**PASSAGE**.
Re: Bug in commit aa511ff8218b ("badblocks: switch to the improved badblock handling

From: Ira Weiny
Date: Fri Dec 22 2023 - 13:58:18 EST


Ira Weiny wrote:
> Coly,
>
> Yesterday I noticed that a few of our nvdimm tests were failing. I bisected
> the problem to the following commit.
>
> aa511ff8218b ("badblocks: switch to the improved badblock handling code")
>
> Reverting this patch fixed our tests.
>
> I've also dug into the code a bit and I believe the algorithm for
> badblocks_check() is broken (not yet sure about the other calls). At the
> very least I see the bb->p pointer being indexed with '-1'. :-(
>
> I did notice that this work was due to a bug report in badblock_set().
> Therefore, I'm not sure of that severity of that fix is vs a revert. But
> at this point I'm not seeing an easy fix so I'm in favor of a revert.
>

Dan and I were discussing this and it occurs to us that it may be easy for
you to stand up the test environment I'm using.

For CXL we have a run_qemu.sh project[1] which stands up a qemu
environment with the ndctl[2] tests in them. Clone ndctl to ~/git/ndctl
so run_qemu.sh can find it. Then start run_qemu.sh in a kernel tree like
this:

$ <path_to_run_qemu>/run_qemu.sh --cxl --nfit-test --nfit-debug [-r img]

[-r img] is optional but useful if you have changed the ndctl tests.

Once booted you can run the test suite with meson:

$ cd ndctl && meson test -C build

I've been running just our clear.sh test which shows the error.

$ cd ndctl/build && meson test clear.sh

Hope this helps,
Ira

[1] https://github.com/pmem/run_qemu
[2] https://github.com/pmem/ndctl

**STORED RECORDS**.
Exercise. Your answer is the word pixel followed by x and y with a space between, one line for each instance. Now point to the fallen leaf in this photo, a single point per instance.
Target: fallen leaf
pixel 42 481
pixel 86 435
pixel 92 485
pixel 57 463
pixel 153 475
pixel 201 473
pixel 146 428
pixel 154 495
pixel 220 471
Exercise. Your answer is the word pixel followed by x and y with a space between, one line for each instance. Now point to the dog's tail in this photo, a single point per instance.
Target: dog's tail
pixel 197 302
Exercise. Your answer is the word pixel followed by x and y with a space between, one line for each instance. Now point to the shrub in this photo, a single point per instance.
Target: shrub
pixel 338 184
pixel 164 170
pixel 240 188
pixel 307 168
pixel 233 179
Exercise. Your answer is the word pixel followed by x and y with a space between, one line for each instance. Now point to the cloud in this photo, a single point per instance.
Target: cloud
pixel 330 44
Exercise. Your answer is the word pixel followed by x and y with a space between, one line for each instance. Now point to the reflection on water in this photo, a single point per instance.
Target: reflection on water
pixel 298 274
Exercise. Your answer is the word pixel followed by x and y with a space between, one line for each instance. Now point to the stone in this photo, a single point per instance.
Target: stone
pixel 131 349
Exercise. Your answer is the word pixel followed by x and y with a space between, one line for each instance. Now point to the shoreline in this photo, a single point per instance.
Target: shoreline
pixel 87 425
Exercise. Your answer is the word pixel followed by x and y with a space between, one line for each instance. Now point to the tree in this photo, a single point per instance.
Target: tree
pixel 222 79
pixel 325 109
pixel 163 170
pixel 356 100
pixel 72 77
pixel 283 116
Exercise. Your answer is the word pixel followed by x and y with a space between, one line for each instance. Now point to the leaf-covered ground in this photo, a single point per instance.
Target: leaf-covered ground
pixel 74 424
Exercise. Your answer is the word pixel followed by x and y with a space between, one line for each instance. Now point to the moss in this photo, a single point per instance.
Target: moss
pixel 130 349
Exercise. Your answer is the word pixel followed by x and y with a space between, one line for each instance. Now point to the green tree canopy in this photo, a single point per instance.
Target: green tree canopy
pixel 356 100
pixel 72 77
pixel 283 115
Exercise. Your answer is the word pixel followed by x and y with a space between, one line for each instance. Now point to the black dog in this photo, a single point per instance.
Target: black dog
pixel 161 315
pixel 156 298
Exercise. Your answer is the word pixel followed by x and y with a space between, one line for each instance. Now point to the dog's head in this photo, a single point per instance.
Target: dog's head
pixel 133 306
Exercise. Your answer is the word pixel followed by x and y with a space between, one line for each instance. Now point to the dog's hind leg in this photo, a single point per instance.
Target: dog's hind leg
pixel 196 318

**YOUR TASKS**.
A. Revise the message from "[-r img] is" to "shows the error.", putting "ndctl test suite" in place of "test suite".
B. Answer these questions from the message:
(i) Which commit did the bisection identify as the cause of the failing tests?
(ii) Where should ndctl be cloned so that run_qemu.sh can find it?
(iii) Which single test has been run to show the error?
The listing is separate material, apart from the message.

**EXPECTED ANSWERS**.
A.
[-r img] is optional but useful if you have changed the ndctl tests.

Once booted you can run the ndctl test suite with meson:

$ cd ndctl && meson test -C build

I've been running just our clear.sh test which shows the error.

B.
(i) aa511ff8218b ("badblocks: switch to the improved badblock handling code")
(ii) ~/git/ndctl
(iii) clear.sh